ÉNONCÉ RÉDIGÉ A ::
Répondez aux questions suivantes à partir de l'article sur Bill Cosby :
(i) Dans quelle série à succès a-t-il été le premier acteur noir à tenir un rôle principal ?
(ii) Quel humoriste l'article cite-t-il en tête de ceux que ses « one man shows » ont marqués ?
(iii) Avec quel objet s'est-il présenté chaque jour à l'audience lors de son procès ?
ÉNONCÉ RÉDIGÉ B :: Transcrivez sans la moindre modification le passage de l'article sur Bill Cosby qui commence par « Jeudi 22 Juin » et s'achève sur « les barrières raciales. ».
ÉNONCÉ RÉDIGÉ C ::
Indiquez si chacune des affirmations suivantes est conforme à l'article sur Bill Cosby, en justifiant par une citation exacte :
(i) Bill Cosby a été inculpé fin 2015.
(ii) Son procès s'est conclu par une condamnation.
(iii) Ses spectacles recouraient à un langage vulgaire.

EXTRAIT FOURNI ::

++++++

Bill Cosby reste une idole déchue malgré l'absence de condamnation


Jeudi 22 Juin 2017

Pionnier des Noirs à la télévision, humoriste adulé, incarnation du père idéal, Bill Cosby fut tout cela avant de devenir un paria accusé par des dizaines de femmes. L'annulation de son procès samedi ne devrait néanmoins pas redorer son image.
Jusqu'à sa chute brutale et son inculpation fin 2015, il avait gagné sa place au panthéon de la télévision américaine pour avoir notamment contribué à y faire tomber les barrières raciales.
Il fut ainsi le premier acteur noir à tenir un rôle principal dans une série à succès, "I Spy", et à décrocher un Emmy Award du meilleur premier rôle dramatique, en 1966, en plein mouvement des droits civiques.
Mais plus encore qu'à la télévision, c'est dans les salles de spectacle que Bill Cosby a commencé à imprimer sa marque sur la culture américaine.
Ses "one man shows" ont marqué plusieurs générations d'humoristes, Jerry Seinfeld en tête, par sa capacité à emmener son auditoire dans son univers, tout en utilisant un langage dépourvu de toute vulgarité.
Lors de son procès, c'est un vieil homme fatigué, de près de 80 ans, qui s'est présenté chaque jour à l'audience avec une canne, se disant aujourd'hui aveugle.

++++++

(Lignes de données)
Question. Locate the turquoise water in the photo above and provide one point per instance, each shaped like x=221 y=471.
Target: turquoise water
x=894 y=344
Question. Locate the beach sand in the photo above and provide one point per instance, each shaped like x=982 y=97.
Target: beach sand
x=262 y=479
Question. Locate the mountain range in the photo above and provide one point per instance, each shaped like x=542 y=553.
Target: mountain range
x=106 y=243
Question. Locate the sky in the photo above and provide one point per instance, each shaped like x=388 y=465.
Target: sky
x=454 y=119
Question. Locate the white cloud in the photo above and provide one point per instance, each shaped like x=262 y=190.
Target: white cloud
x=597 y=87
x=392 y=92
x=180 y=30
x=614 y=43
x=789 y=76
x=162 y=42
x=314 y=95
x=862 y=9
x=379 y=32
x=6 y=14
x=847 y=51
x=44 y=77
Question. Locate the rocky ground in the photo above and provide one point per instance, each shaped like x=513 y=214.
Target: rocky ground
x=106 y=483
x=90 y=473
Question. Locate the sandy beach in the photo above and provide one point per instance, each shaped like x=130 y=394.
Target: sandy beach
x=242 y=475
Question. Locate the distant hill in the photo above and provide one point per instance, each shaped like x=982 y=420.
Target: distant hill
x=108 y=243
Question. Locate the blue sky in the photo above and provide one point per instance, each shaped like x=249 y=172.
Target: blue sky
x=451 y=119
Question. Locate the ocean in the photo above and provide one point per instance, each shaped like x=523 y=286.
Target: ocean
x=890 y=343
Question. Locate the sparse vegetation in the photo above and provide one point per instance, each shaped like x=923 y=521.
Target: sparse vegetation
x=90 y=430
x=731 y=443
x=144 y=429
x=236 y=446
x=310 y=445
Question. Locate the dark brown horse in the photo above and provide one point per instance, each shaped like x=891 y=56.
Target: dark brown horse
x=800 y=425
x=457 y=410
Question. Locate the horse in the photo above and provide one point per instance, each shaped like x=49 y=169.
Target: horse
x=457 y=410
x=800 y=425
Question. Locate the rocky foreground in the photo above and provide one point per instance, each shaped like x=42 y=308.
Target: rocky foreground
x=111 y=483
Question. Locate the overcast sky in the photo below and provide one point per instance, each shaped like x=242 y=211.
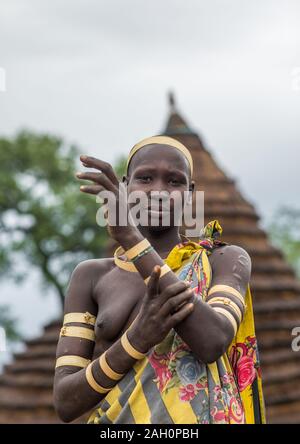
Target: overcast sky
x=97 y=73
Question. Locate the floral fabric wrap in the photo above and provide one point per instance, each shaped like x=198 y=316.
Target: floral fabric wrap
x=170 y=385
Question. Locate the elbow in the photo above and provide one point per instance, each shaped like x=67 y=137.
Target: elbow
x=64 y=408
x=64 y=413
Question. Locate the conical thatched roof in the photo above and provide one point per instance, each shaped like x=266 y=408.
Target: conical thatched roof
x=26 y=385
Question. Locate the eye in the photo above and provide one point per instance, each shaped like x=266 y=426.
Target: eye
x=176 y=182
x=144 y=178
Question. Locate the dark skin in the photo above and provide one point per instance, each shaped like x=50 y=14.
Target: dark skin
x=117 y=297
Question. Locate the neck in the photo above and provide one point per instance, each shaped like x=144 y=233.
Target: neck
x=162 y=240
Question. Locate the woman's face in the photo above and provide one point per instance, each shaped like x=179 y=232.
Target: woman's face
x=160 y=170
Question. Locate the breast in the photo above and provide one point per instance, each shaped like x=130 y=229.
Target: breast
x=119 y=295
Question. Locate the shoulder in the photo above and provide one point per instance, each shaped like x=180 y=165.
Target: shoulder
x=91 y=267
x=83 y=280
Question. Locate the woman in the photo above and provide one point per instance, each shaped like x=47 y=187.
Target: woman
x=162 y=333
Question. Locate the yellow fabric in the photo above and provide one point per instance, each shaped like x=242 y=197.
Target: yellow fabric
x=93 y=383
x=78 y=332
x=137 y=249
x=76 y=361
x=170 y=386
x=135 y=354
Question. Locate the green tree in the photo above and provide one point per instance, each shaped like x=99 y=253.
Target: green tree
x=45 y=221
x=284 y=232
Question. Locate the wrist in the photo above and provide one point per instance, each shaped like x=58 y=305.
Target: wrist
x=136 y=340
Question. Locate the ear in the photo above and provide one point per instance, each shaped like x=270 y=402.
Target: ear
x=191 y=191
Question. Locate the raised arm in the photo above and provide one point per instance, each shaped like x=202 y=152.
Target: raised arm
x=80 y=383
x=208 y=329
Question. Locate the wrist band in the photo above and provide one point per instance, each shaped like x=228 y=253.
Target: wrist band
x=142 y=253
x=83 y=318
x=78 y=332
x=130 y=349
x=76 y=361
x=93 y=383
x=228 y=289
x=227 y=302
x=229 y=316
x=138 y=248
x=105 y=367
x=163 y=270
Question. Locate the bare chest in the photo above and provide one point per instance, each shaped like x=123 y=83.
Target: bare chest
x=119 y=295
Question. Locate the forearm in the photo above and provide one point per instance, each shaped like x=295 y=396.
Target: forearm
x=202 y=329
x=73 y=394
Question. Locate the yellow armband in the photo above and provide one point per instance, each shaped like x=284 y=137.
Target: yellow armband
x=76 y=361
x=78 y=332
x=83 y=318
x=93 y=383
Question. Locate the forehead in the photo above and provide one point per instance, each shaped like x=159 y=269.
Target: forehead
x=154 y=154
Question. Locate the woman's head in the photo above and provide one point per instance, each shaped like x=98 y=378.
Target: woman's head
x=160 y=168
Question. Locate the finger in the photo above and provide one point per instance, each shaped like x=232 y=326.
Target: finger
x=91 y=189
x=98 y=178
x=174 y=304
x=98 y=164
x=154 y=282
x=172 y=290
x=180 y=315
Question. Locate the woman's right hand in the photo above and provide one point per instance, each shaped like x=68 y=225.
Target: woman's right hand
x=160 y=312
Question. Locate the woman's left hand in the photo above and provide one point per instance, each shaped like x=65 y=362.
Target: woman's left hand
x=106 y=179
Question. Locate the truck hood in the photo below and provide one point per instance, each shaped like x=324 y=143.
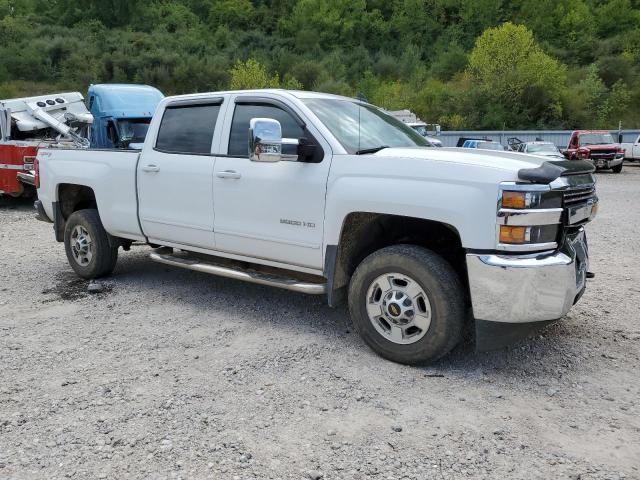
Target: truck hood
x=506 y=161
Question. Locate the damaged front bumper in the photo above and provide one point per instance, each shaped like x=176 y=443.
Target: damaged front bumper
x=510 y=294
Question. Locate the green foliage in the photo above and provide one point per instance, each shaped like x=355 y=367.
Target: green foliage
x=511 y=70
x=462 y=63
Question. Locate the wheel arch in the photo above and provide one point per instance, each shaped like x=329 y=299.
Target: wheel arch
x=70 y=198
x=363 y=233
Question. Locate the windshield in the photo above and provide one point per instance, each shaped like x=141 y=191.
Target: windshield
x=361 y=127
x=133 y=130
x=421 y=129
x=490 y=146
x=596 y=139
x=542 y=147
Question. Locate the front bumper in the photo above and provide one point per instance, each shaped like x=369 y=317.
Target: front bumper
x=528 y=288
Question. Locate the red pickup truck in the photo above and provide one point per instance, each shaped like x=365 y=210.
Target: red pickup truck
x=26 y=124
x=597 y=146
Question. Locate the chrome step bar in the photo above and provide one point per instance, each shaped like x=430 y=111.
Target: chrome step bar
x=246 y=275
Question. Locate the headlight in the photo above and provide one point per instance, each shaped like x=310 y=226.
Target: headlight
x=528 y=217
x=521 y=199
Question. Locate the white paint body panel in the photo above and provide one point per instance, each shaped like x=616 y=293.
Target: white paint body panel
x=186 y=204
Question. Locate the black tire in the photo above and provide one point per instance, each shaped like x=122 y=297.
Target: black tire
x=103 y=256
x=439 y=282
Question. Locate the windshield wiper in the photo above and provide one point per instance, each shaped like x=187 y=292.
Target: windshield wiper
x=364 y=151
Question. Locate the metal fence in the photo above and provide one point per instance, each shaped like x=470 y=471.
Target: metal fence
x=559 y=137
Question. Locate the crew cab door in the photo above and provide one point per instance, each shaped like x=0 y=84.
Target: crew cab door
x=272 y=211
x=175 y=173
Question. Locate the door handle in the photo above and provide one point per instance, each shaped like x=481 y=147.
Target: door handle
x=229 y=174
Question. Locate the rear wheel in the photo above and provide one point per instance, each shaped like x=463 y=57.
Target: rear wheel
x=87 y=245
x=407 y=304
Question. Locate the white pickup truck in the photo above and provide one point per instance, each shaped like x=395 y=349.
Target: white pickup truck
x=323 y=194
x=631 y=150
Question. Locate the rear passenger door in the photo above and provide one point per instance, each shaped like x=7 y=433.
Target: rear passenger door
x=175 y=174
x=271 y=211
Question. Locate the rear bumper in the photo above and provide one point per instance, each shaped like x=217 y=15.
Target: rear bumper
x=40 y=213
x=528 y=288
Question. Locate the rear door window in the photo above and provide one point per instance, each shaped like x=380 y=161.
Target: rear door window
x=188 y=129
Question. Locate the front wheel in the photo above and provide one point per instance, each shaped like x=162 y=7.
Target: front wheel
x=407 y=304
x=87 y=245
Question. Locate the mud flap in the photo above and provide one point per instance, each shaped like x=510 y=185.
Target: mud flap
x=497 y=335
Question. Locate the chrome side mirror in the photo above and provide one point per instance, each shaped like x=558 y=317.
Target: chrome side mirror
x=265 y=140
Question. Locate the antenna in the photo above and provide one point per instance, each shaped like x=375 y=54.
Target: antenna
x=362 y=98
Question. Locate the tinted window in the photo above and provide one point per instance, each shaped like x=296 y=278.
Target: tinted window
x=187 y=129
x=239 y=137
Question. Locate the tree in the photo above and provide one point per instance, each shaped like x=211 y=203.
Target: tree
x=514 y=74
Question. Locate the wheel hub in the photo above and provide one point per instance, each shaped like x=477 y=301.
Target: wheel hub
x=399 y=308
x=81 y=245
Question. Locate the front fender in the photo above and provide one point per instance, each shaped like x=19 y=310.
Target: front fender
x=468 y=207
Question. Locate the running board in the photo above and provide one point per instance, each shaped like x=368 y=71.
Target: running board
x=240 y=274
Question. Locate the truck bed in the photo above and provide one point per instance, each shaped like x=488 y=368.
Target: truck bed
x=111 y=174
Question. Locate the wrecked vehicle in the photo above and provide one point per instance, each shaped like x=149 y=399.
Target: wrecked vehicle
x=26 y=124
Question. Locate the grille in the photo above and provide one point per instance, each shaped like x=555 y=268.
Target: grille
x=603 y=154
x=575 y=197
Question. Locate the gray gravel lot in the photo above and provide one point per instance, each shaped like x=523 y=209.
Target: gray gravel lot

++++++

RÉPONSE COMPLÈTE A ::
(i) « I Spy »
(ii) Jerry Seinfeld
(iii) Une canne

RÉPONSE COMPLÈTE B ::
Jeudi 22 Juin 2017

Pionnier des Noirs à la télévision, humoriste adulé, incarnation du père idéal, Bill Cosby fut tout cela avant de devenir un paria accusé par des dizaines de femmes. L'annulation de son procès samedi ne devrait néanmoins pas redorer son image.
Jusqu'à sa chute brutale et son inculpation fin 2015, il avait gagné sa place au panthéon de la télévision américaine pour avoir notamment contribué à y faire tomber les barrières raciales.

RÉPONSE COMPLÈTE C ::
(i) Oui : « son inculpation fin 2015 »
(ii) Non : « L'annulation de son procès samedi »
(iii) Non : « un langage dépourvu de toute vulgarité »